(Records of labeled points)
[Start]
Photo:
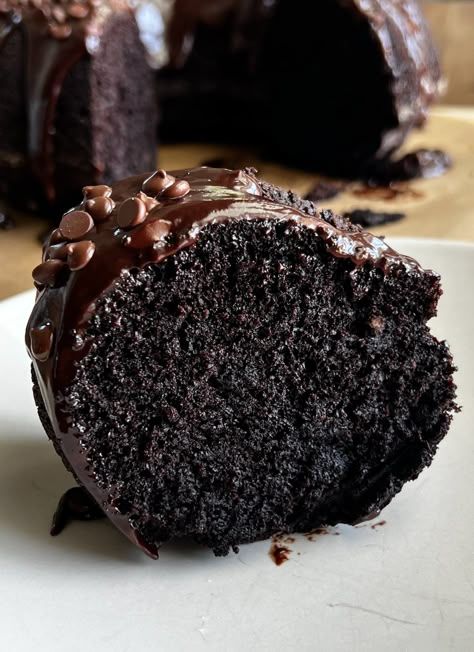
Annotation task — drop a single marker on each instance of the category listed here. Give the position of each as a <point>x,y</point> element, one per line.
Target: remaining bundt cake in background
<point>78,102</point>
<point>214,358</point>
<point>335,84</point>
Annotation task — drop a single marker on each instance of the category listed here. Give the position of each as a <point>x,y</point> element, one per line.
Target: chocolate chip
<point>177,190</point>
<point>41,341</point>
<point>131,213</point>
<point>157,182</point>
<point>75,225</point>
<point>57,252</point>
<point>60,32</point>
<point>78,10</point>
<point>55,237</point>
<point>48,273</point>
<point>100,208</point>
<point>90,192</point>
<point>79,254</point>
<point>148,234</point>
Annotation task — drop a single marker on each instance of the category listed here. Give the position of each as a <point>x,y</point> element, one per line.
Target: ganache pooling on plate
<point>214,357</point>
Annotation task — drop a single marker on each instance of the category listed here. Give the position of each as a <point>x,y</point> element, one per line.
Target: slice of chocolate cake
<point>214,358</point>
<point>78,103</point>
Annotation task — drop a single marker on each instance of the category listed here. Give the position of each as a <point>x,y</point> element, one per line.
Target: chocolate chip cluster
<point>60,15</point>
<point>68,248</point>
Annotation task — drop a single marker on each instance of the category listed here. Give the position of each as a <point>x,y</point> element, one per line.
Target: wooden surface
<point>435,208</point>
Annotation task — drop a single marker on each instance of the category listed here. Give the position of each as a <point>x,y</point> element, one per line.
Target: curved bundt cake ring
<point>335,84</point>
<point>214,358</point>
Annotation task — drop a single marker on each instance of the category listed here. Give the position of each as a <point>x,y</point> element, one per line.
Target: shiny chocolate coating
<point>63,312</point>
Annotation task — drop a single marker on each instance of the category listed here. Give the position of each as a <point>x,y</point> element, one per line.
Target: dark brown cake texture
[End]
**Your task:** Copy the items above again without changes, from the beginning through the line with "<point>148,234</point>", including that line. Leave out the pictures.

**Worked answer:**
Photo:
Annotation task — drop a single marker on each instance of the category listed here. Give the position of each as a <point>x,y</point> element, one per line.
Target: remaining bundt cake in background
<point>78,102</point>
<point>214,358</point>
<point>335,84</point>
Annotation task — drop a single marker on each instance of the category listed here. Give the position of each as a <point>x,y</point> element, one per line.
Target: chocolate chip
<point>177,190</point>
<point>41,341</point>
<point>131,213</point>
<point>157,182</point>
<point>75,225</point>
<point>57,252</point>
<point>60,32</point>
<point>78,10</point>
<point>55,237</point>
<point>48,273</point>
<point>100,208</point>
<point>90,192</point>
<point>79,254</point>
<point>148,234</point>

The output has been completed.